Challenges:
• 1. In the recipe text, say whether each statement agrees with it: (a) the chicken is cut into bite-sized chunks; (b) the fat is left in with the chicken; (c) the avocados are mashed with a fork. Answer yes or no for each and quote the words of the recipe text that decide it.
• 2. Which dressing goes into the bowl with the chicken in the recipe text?
• 3. Carry on the recipe text from where it stops.

Source text:

:::::

Serve w/ a grilled rustic whole grain bread rubbed w/ a garlic clove.


----------



## Burl Source (Jul 6, 2013)

This is something I make about once a week and everyone likes it in our house.
Great meal for a hot day.

1st I cut up about a pound of chicken thigh meat into bite sized chunks.
Saute them till I get a color change all the way through, but not overcooked.
Drain off the fat and dump the chicken into a large bowl.
Next I pour a container of Newman's Family Recipe Italian dressing in the bowl.

Next I take 2 ripe Haas Avocados. Cut in half, then with a butter knife I cube the avocados and scrape out of the skin into the bowl with the chicken and dressing. The warm chicken and dressing help the avocado to break down into a paste that thickens the dressing.

:::::

Supplied data:
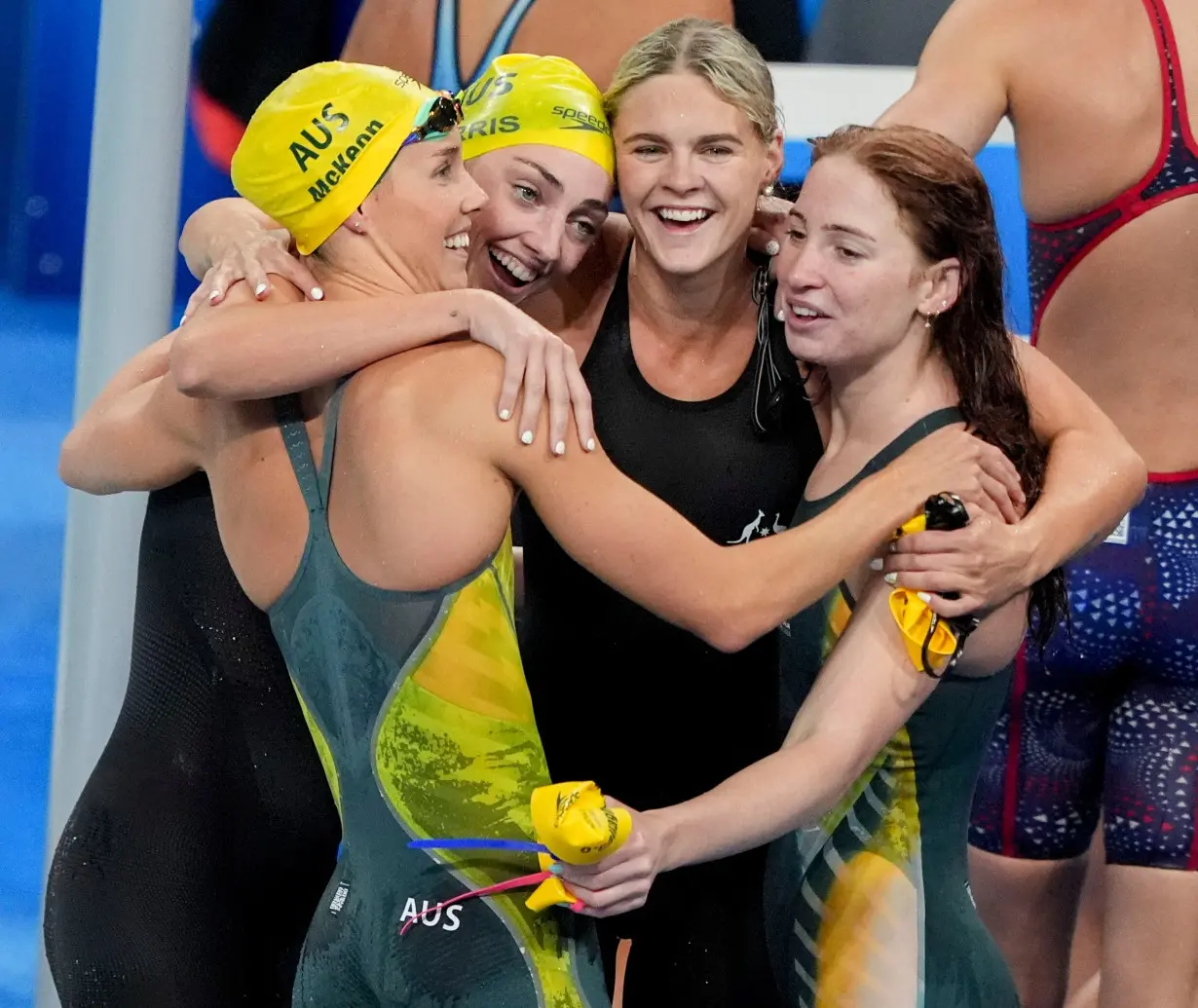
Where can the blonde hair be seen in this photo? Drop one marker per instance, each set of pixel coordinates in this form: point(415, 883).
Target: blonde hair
point(712, 51)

:::::

Per-task outputs:
• 1.
(a) Yes: "cut up about a pound of chicken thigh meat into bite sized chunks"
(b) No: "Drain off the fat and dump the chicken into a large bowl."
(c) No: "with a butter knife I cube the avocados"

• 2. A container of Newman's Family Recipe Italian dressing.

• 3.
Finally I dice up 1/2 a red onion, 4 roma tomatoes, 1 english cucumber (snap peas when I can get them) and mix everything together. Last I put the bowl in the fridge to cool the mixture. When it's cool it's ready to serve.

Sometimes instead of chicken I will use blanched almond slivers or cheese tortellini.
Anything left over gets used as a regular green salad topping the next day.


----------



## Brad Gibson (Jul 6, 2013)

Frisée aux lardons.


----------



## Bram (Jul 6, 2013)

Brad Gibson said:


> Frisée aux lardons.



Oh yes...


----------



## cnochef (Jul 6, 2013)

Chicken Salad
Lettuce of your choice
Teriyaki-marinated chicken breast and/or thigh strips, stir-fried and chilled
Assorted vegetables (Chinese Broccoli, carrots, red peppers, scallions or whatever else you want), stir-fried and chilled
Bunch of Champagne grapes
Honey-yogurt dressing with a touch of grainy mustard.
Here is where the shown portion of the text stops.